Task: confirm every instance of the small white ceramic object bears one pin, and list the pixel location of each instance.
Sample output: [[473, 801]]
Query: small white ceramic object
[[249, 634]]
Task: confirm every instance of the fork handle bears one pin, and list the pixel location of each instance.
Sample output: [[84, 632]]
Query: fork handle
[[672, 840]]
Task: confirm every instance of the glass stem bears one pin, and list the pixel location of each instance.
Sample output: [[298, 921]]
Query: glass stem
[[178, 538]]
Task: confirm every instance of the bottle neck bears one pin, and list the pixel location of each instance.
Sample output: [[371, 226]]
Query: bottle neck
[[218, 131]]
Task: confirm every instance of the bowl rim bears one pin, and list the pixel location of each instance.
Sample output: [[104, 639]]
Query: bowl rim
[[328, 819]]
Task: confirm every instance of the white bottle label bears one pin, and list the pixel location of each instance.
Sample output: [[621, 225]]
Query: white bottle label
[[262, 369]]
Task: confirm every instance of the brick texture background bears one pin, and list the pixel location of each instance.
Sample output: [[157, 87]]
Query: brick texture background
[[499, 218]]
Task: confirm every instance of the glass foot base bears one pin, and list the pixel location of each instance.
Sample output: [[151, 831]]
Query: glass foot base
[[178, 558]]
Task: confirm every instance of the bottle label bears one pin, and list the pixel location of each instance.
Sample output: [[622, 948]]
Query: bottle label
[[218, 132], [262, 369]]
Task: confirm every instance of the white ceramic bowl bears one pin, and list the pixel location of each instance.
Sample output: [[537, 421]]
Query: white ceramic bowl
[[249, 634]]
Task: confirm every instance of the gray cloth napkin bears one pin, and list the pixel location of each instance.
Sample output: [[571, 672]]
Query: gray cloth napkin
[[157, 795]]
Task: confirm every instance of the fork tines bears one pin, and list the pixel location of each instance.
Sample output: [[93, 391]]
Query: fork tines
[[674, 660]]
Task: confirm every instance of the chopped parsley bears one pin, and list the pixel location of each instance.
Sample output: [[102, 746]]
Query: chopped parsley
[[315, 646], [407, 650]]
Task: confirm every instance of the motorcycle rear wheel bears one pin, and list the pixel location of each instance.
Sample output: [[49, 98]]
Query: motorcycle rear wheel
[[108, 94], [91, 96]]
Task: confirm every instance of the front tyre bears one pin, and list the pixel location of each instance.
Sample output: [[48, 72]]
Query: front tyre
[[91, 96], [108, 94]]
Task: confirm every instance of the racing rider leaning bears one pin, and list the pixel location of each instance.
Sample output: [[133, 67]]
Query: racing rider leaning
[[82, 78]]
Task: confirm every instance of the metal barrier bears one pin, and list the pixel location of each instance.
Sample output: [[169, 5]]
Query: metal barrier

^^^^^^^^

* _What the exercise asks_: Copy every one of the records above line for line, without changing a single word.

* _Correct output_:
Task: confirm every instance of the small white ceramic object bears one pin, and list the pixel location of each instance.
Sample output: [[473, 801]]
Query: small white ceramic object
[[249, 634]]
Task: confirm every instance of the fork handle bears one pin, and list the pixel location of each instance.
Sample output: [[84, 632]]
Query: fork handle
[[672, 840]]
Task: confirm every instance of the glass stem bears one pin, and list the pixel location of each instance.
Sample output: [[298, 921]]
Query: glass stem
[[178, 538]]
Task: confirm every instance of the bottle neck bears one pin, and list the pixel location of each instance.
Sample output: [[371, 226]]
Query: bottle neck
[[218, 131]]
Task: confirm every instance of the bowl rim bears one pin, and list the pixel location of each instance.
Sample output: [[104, 639]]
Query: bowl rim
[[328, 819]]
Task: confirm every instance of the white bottle label bears one pin, and list the pixel location of each instance.
Sample output: [[621, 225]]
Query: white bottle label
[[262, 369]]
Task: confirm every instance of the brick texture background bears one pin, and list the pixel location of each instance.
Sample output: [[157, 87]]
Query: brick texture background
[[499, 218]]
Task: confirm every instance of the glass foot base bears one pin, and list the pixel location of each instance.
Sample output: [[151, 831]]
Query: glass foot base
[[178, 558]]
Task: confirm every instance of the bottle label bears one pin, and list the pixel location of each instance.
Sample output: [[622, 948]]
Query: bottle label
[[218, 132], [262, 369]]
Task: confirm every instance of the white ceramic bowl bears one pin, and list the pixel location of each instance.
Sample output: [[537, 421]]
Query: white ceramic bowl
[[249, 634]]
Task: confirm every instance of the gray cloth napkin bears one pin, and list the pixel location of each instance.
Sample output: [[571, 672]]
Query: gray cloth napkin
[[157, 795]]
Task: confirm every instance of the fork tines bears one pin, and list the pixel location of each instance.
Sample output: [[93, 391]]
Query: fork tines
[[674, 660]]
Task: confirm every instance of the chopped parsley bears one pin, and list the pixel location of each instance.
Sample output: [[102, 746]]
Query: chopped parsley
[[315, 646], [407, 650]]
Task: confirm every instance of the motorcycle rear wheel bears one pin, and list the pixel location of each instance.
Sample output: [[49, 98]]
Query: motorcycle rear wheel
[[108, 94], [91, 96]]
Task: confirm every instance of the front tyre bears one pin, and list the pixel location of each instance.
Sample output: [[48, 72]]
Query: front tyre
[[91, 96], [108, 94]]
Task: confirm every instance of the racing rider leaning bears one pin, and list the pixel location of each instance.
Sample output: [[133, 67]]
Query: racing rider leaning
[[82, 78]]
Task: confirm every instance of the metal barrier bears one pin, and list the pixel location of each instance.
Sample output: [[169, 5]]
Query: metal barrier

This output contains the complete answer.